(Rows contained in a dataset)

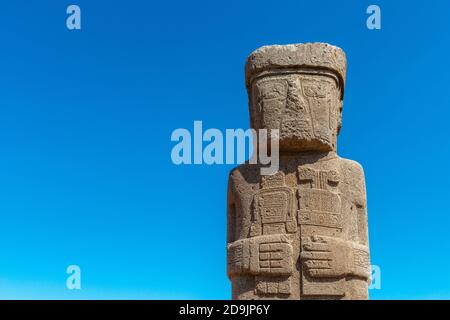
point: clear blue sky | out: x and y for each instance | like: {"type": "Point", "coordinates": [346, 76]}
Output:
{"type": "Point", "coordinates": [86, 118]}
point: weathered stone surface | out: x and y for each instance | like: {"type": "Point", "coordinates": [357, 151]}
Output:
{"type": "Point", "coordinates": [302, 232]}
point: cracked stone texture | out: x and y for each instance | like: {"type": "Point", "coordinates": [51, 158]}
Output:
{"type": "Point", "coordinates": [302, 232]}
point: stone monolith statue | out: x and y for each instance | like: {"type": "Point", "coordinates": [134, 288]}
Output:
{"type": "Point", "coordinates": [300, 233]}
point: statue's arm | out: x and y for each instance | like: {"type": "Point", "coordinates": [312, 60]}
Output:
{"type": "Point", "coordinates": [359, 256]}
{"type": "Point", "coordinates": [325, 257]}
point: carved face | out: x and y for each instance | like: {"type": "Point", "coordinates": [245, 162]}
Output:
{"type": "Point", "coordinates": [306, 108]}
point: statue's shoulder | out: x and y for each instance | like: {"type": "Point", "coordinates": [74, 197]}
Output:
{"type": "Point", "coordinates": [351, 167]}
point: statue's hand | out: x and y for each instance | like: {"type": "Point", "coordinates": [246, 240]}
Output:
{"type": "Point", "coordinates": [329, 257]}
{"type": "Point", "coordinates": [269, 255]}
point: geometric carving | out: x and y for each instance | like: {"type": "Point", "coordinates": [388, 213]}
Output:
{"type": "Point", "coordinates": [300, 233]}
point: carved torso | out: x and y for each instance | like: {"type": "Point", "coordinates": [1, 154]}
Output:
{"type": "Point", "coordinates": [301, 233]}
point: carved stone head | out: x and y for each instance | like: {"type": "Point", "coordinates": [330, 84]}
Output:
{"type": "Point", "coordinates": [297, 89]}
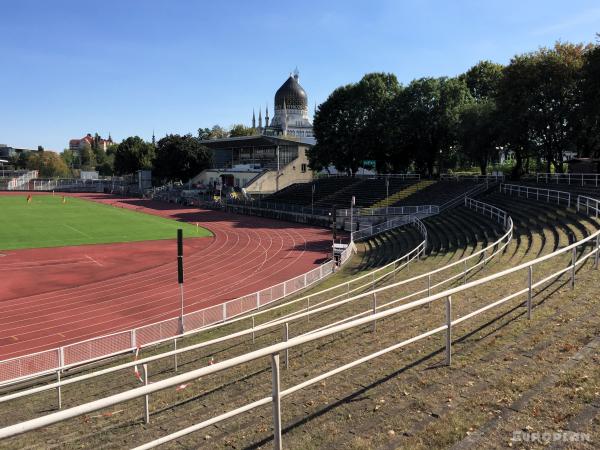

- [Task requirements] Reproduce every row above line for line without changing any characters, and omit the pictures from your output.

- [Finished task]
point: clear blue sky | out: x and y for each instance | like: {"type": "Point", "coordinates": [346, 76]}
Output:
{"type": "Point", "coordinates": [86, 118]}
point: weathered stone surface | out: x and y for each instance | like: {"type": "Point", "coordinates": [357, 151]}
Output:
{"type": "Point", "coordinates": [302, 232]}
point: cracked stone texture | out: x and y for each instance | like: {"type": "Point", "coordinates": [51, 158]}
Output:
{"type": "Point", "coordinates": [302, 232]}
point: stone monolith statue | out: x and y for each instance | like: {"type": "Point", "coordinates": [134, 288]}
Output:
{"type": "Point", "coordinates": [300, 233]}
point: statue's arm | out: x and y for each instance | like: {"type": "Point", "coordinates": [312, 60]}
Output:
{"type": "Point", "coordinates": [359, 256]}
{"type": "Point", "coordinates": [325, 257]}
point: carved face | out: x and y for each instance | like: {"type": "Point", "coordinates": [245, 162]}
Output:
{"type": "Point", "coordinates": [306, 108]}
point: statue's shoulder | out: x and y for each instance | like: {"type": "Point", "coordinates": [74, 197]}
Output:
{"type": "Point", "coordinates": [351, 167]}
point: statue's hand | out: x and y for each instance | like: {"type": "Point", "coordinates": [246, 240]}
Output:
{"type": "Point", "coordinates": [329, 257]}
{"type": "Point", "coordinates": [269, 255]}
point: geometric carving | out: x and y for each instance | like: {"type": "Point", "coordinates": [388, 213]}
Output:
{"type": "Point", "coordinates": [300, 233]}
point: carved torso | out: x and y for each instance | like: {"type": "Point", "coordinates": [1, 154]}
Output:
{"type": "Point", "coordinates": [301, 233]}
point: carved stone head | out: x and y for each instance | like: {"type": "Point", "coordinates": [330, 84]}
Output:
{"type": "Point", "coordinates": [297, 89]}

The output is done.